_Reading text_
- - - - - - -
Renal Transport

Question 1

different transport mechanisms by energy source

Answer 1

Passive: down EC gradient
- simply or facilitated (pores, channels, carrier proteins) diffusion

active transport: against EC gradient, requires E

• primary= using ATP hydrolysis
• secondary=coupling transport up EC gradient with transport down EC gradient

Question 2

unique properties of epithelial cells, how these influence transport along nephron

Answer 2

• polar (distinct apical and basolateral)
- - - - - - -
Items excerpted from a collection
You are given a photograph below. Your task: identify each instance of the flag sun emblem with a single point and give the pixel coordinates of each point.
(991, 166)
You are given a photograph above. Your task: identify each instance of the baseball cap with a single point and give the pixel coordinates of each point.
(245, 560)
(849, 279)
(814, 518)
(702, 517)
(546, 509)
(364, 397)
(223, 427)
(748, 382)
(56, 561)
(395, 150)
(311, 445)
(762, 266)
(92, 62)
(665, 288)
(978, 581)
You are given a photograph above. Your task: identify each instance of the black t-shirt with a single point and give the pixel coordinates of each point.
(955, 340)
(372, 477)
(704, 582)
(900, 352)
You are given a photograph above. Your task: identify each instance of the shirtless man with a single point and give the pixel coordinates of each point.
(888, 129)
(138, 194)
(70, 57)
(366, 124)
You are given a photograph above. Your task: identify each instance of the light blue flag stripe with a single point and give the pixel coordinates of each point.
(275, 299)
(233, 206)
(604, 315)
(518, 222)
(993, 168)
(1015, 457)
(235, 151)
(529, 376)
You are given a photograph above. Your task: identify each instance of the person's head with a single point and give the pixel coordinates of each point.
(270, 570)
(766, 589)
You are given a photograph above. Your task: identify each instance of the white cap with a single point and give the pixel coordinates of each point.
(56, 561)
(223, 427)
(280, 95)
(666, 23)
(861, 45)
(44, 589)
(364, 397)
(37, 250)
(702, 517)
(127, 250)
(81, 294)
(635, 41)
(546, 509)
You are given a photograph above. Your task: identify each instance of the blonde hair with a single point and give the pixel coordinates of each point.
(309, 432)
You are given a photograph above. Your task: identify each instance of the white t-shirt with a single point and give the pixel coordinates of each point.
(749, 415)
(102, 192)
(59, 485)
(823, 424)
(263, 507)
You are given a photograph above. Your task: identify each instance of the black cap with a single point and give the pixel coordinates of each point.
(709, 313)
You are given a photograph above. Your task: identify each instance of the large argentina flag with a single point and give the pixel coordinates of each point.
- - - - - - -
_Work task_
In the renal transport text, rewrite the part that opens with the words containing "active transport: against" and closes with "apical and basolateral)", swapping "basolateral" for "basal". The items have nothing to do with the text.

_Result of the task_
active transport: against EC gradient, requires E

• primary= using ATP hydrolysis
• secondary=coupling transport up EC gradient with transport down EC gradient

Question 2

unique properties of epithelial cells, how these influence transport along nephron

Answer 2

• polar (distinct apical and basal)